*WHAT IS NEEDED:* Please print the lines of the records below without any change, starting with the line that contains "query: the noun phrase to segment: primula" and going on through the end of the records.

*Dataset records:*
※

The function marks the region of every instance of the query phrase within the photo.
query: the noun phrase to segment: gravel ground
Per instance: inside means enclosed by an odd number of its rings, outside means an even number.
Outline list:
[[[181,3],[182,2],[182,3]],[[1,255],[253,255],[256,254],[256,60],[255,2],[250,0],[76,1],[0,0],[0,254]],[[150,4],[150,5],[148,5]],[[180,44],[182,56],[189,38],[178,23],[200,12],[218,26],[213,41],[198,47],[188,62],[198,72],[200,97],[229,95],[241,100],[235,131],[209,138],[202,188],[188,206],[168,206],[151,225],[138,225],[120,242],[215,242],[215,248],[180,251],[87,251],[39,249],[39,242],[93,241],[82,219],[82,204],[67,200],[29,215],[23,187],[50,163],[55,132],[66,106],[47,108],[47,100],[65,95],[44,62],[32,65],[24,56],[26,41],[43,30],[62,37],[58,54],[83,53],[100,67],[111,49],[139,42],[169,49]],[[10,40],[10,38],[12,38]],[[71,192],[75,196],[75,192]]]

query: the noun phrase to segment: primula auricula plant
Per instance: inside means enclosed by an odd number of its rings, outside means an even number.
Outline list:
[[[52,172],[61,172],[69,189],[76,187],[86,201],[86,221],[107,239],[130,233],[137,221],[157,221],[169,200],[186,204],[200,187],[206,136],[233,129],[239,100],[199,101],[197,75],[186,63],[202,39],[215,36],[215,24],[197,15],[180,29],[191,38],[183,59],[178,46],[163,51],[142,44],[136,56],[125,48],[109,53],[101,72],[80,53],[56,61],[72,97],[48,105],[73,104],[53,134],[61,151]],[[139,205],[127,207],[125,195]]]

※

*FINISHED EXERCISE:*
query: the noun phrase to segment: primula auricula plant
Per instance: inside means enclosed by an odd number of its rings, outside means an even number.
Outline list:
[[[52,172],[61,172],[69,189],[76,187],[86,201],[86,221],[107,239],[130,233],[137,221],[157,221],[169,200],[186,204],[200,187],[206,136],[233,129],[239,100],[199,101],[197,75],[186,63],[202,39],[215,36],[215,24],[197,15],[180,29],[191,38],[183,59],[178,46],[163,51],[142,44],[136,56],[125,48],[109,53],[101,72],[80,53],[56,61],[72,97],[48,105],[73,104],[53,134],[61,151]],[[139,205],[127,207],[125,195]]]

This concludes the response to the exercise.